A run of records
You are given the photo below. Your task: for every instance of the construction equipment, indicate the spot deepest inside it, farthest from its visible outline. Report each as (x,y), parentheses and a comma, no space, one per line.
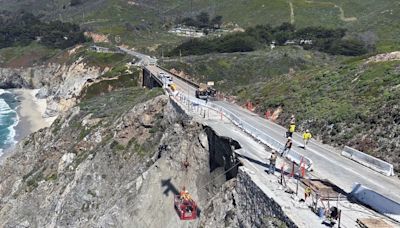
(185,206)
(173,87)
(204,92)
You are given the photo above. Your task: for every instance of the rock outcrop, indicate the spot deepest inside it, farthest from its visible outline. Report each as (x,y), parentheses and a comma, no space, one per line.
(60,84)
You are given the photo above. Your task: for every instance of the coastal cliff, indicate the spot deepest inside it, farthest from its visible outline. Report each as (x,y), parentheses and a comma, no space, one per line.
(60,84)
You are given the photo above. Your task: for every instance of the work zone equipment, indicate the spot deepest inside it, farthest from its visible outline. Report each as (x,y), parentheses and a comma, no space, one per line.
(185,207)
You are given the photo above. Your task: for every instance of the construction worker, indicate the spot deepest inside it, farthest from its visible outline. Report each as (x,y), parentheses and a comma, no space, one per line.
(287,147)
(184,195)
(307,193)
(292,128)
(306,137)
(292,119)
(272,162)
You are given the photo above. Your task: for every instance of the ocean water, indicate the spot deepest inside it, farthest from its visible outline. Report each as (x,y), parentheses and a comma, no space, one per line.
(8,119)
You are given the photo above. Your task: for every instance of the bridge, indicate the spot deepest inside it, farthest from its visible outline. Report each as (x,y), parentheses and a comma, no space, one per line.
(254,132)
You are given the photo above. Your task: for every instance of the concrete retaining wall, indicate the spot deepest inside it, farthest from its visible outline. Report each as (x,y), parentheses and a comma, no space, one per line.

Given problem: Copy out the lines of the listing above, from the line containing "of the ocean" through the end of the listing, including both of those lines.

Exercise output:
You are given the photo above. Your task: for every instance of the ocean water, indicate the spot deepest inside it, farthest from its visible outline. Report each as (x,y), parentheses and a comma, no space, one per line.
(8,119)
You are given the photo above. Your task: for every instance of the bridge, indicate the spot deepest inside it, farthest from its visible outline. Report each as (x,y), parentheses and a comma, no space, one per line.
(254,132)
You are given the photo above. Your task: for every instance of the concrete retaining wall, indicate the spot deepest inside it, farthest from its visible outline. Report each as (x,y), parentheses and a comma, no space, one per line.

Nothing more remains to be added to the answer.